#### TEXT TO READ
# The Future of Fishing....?



## shabby

G'Day All

Wile procrastinating a little at work (yep it's pay day in payroll! system shut down = my fortnightly fix of fishing news). Anyways I thought back to my weekend of non fishing but remembered a lovely conversation I had at the pier with an elderly gentleman, in which we discussed everything fishing from species to the super fishing trawler and everything in between.

But one part of the conversation keeps coming to the front of my mind and that's the discussion on fishing gear/technologies (i,e: rods, reels, etc. etc). We must have covered just about every innovation in fishing over the years (that I could remember anyways) keep in mind I'm still only relatively young.

But it got me thinking and the point of this thread is to see what everyone else out there thinks the future of fishing will be, where it is heading and what they think/what they would like to see happen in the future it could be anything from technologies (rods, reels) to inventions like the hook-ez and lure retrievers and absolutely anything else you can think of.

Cheers


----------



## Guest

eric said:


> More resilient graphite.


Oh how i wish. I still haven't learnt it seems after multiple broken dreams.


----------



## kayakone

nezevic said:


> eric said:
> 
> 
> 
> More resilient graphite.
> 
> 
> 
> Oh how I wish. I still haven't learnt it seems after multiple broken dreams.
Click to expand...

Jon
If it is that fragile, and expensive, why not use glass? ( I know that the guys doing hundreds of casts per day prefer them due to the lower weight). Hey, obviously I'm not a connoisseur of the finer points of graphite, and it was _you_ that explained 'high sticking' with graphite rods to me, and the danger. It seems you have to be constantly aware of the butt angle in a big fight....otherwise 'kaboom!'

If you're not casting frequently, _why not glass_, which is cheaper, and less fragile?

trev


----------



## Guest

Glass has its place in certain situations but only because graphite is so fragile. The feel and weight advantages of graphite outweigh glass in most ordinary fishing situations. However, I don't know enough about the actual composition of the blanks to postulate at length on the positives or negatives of each. The rods I've broken have been bought for specific uses to ensure that I had maximum feel for the given task. The problems arise when I used it for a different purpose than what it had been intended for or been careless with them.


----------



## Ado

eric said:


> Glas is dead tech. Lots of it is still being sold, but all the new fittings and design elements are going on the carbons. Essentially glass is about making ugly sticks for the old timers.


I'm an old timer.

I've never trusted myself with graphite. I have two solid glass tip composite rods (2-4kg and 3-7kg) that cost me $50 each (high end for glass tips). No chance of breaking them no matter how clumsy I am. Wouldn't echange them for quids. A 2kg graphite rod would be handy for tossing tiny poppers, but otherwise I don't see the point when most of what I do is trolling or tossing plastics.


----------



## Ado

Nano engines in lures.
Species identifying sounders.
A leader knot that doesn't break.


----------



## kayakone

Ado said:


> Nano engines in lures.
> Species identifying sounders.
> A leader knot that doesn't break.


Now you're onto it!
########
SHORT TASK 1: Count the lines in the records below that contain the word "undergrowth". Give only the number.
#### RECORDS
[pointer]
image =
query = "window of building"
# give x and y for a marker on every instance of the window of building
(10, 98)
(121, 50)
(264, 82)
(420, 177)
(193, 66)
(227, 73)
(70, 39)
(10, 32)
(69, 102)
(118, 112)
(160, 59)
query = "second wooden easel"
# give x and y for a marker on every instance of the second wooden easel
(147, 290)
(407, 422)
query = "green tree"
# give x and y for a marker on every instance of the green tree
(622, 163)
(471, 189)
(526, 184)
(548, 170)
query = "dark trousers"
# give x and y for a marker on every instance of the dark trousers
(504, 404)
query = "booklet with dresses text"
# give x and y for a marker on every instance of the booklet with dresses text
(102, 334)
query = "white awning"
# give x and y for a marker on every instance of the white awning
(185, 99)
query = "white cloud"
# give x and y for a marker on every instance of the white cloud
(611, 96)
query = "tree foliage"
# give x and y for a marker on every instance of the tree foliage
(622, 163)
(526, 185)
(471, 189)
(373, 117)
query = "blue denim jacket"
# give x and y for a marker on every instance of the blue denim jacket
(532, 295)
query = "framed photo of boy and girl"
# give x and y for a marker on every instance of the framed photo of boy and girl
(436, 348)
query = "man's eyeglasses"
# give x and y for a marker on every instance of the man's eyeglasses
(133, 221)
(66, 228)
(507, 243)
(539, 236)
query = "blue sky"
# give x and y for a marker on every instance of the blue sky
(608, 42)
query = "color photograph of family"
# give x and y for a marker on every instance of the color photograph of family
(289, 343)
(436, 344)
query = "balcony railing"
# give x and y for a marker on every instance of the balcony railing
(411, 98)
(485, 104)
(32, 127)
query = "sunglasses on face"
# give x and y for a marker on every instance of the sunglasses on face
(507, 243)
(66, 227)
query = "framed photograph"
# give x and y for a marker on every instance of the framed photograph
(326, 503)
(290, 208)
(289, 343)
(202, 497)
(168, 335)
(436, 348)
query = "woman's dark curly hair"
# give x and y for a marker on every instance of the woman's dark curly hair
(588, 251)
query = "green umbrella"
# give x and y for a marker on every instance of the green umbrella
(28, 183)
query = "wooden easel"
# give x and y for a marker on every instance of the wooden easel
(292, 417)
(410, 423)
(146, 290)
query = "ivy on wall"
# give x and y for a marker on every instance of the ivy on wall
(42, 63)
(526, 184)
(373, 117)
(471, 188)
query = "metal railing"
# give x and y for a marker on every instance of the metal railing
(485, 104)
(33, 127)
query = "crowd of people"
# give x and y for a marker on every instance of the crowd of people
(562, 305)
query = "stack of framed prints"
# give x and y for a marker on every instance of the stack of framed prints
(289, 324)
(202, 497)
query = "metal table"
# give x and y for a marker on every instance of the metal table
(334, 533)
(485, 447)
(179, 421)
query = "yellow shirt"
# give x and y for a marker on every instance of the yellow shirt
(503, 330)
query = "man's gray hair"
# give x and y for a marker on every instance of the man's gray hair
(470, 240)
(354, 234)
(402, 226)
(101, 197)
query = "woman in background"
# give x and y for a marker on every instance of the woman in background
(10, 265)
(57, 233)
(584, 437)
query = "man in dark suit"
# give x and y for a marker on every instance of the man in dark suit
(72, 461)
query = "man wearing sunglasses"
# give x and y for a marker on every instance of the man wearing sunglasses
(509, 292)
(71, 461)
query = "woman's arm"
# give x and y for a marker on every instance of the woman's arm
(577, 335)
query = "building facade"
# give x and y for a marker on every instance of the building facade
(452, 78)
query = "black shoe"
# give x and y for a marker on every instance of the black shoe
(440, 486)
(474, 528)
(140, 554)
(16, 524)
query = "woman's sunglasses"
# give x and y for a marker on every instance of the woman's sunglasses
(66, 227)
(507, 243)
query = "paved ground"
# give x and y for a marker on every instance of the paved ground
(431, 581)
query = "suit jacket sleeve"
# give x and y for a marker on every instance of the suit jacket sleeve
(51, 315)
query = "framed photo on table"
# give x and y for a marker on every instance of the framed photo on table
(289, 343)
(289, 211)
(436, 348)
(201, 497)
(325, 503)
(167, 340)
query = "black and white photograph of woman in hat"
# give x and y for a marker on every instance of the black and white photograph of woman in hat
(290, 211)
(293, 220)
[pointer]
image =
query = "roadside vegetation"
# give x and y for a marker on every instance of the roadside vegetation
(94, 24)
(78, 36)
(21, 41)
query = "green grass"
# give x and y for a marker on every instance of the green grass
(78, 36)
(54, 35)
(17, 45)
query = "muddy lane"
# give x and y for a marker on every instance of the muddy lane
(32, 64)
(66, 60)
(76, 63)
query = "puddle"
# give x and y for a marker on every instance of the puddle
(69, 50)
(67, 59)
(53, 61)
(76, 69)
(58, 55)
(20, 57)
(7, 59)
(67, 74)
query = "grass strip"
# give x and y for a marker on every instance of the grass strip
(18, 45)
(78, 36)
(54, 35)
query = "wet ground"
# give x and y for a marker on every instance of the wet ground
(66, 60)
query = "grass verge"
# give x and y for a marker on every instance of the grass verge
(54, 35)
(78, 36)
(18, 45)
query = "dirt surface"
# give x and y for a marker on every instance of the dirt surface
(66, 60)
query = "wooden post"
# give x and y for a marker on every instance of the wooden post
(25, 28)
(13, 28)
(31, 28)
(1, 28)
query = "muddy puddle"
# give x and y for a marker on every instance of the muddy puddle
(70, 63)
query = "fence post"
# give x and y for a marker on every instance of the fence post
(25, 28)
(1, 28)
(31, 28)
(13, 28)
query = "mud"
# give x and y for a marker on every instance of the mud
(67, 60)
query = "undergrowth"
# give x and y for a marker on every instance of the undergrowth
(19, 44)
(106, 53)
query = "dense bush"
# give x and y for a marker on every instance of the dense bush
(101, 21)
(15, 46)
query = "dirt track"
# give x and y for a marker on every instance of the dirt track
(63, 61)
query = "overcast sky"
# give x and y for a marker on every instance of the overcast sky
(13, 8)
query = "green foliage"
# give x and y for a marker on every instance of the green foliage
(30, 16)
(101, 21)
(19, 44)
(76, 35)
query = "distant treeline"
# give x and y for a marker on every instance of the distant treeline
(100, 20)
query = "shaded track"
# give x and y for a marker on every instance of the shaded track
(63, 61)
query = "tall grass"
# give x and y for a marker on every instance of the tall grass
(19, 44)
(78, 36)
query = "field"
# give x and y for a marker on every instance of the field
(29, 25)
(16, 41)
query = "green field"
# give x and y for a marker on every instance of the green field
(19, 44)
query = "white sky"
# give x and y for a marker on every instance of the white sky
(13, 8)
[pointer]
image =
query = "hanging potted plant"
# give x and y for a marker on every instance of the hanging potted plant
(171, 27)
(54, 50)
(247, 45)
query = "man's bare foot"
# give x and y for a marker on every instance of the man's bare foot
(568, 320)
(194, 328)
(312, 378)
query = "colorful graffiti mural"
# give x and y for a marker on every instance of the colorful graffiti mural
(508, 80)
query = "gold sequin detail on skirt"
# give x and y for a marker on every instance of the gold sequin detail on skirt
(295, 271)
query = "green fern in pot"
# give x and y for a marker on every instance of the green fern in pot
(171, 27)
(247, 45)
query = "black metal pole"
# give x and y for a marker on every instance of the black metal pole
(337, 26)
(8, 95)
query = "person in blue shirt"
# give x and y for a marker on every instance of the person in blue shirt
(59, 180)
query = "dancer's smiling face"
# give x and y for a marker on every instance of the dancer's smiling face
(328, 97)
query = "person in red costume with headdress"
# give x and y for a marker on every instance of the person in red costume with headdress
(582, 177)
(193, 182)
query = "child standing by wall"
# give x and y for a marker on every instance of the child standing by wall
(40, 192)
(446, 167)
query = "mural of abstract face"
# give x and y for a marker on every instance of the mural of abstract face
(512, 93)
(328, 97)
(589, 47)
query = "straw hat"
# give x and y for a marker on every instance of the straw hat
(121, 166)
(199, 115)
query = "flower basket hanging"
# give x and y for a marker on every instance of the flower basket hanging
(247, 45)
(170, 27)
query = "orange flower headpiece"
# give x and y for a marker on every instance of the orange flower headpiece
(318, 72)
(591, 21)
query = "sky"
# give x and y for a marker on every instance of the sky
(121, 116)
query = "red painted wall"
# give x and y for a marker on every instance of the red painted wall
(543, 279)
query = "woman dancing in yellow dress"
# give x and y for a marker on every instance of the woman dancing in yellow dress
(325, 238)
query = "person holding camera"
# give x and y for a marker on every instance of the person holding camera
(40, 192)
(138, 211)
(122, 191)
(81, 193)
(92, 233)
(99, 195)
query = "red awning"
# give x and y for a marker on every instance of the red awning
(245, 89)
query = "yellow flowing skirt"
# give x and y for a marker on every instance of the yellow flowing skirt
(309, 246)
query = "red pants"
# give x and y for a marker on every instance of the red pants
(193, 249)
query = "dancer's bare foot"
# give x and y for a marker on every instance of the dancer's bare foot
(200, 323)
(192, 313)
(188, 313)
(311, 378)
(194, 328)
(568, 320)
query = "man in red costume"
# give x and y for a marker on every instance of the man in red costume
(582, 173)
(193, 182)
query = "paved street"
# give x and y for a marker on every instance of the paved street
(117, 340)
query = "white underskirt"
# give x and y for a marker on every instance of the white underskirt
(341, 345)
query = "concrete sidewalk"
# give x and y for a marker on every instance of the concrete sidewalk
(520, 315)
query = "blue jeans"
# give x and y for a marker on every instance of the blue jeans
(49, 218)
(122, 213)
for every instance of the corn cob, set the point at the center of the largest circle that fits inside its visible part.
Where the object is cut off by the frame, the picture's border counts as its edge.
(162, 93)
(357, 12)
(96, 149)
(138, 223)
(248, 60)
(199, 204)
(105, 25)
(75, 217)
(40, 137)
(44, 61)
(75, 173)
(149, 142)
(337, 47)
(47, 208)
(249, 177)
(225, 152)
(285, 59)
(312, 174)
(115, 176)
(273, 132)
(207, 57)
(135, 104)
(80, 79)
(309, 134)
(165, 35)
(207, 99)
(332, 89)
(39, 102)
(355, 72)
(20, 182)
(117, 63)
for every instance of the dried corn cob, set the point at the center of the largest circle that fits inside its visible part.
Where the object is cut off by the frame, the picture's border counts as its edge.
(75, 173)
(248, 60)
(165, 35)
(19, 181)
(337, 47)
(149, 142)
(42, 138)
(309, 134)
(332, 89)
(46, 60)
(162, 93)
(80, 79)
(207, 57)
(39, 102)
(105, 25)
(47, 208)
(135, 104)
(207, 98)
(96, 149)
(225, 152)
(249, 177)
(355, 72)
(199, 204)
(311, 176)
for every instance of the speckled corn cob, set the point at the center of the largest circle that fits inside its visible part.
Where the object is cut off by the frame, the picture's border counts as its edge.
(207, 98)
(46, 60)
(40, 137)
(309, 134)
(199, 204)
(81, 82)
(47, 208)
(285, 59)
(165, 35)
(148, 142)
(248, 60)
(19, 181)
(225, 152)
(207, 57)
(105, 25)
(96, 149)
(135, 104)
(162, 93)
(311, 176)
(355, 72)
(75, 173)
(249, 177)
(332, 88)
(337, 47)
########
SHORT TASK 2: From the fishing thread above, quote everything from "But one part" down to "only relatively young.".

TASK OUTPUT 1: 2

TASK OUTPUT 2:
But one part of the conversation keeps coming to the front of my mind and that's the discussion on fishing gear/technologies (i,e: rods, reels, etc. etc). We must have covered just about every innovation in fishing over the years (that I could remember anyways) keep in mind I'm still only relatively young.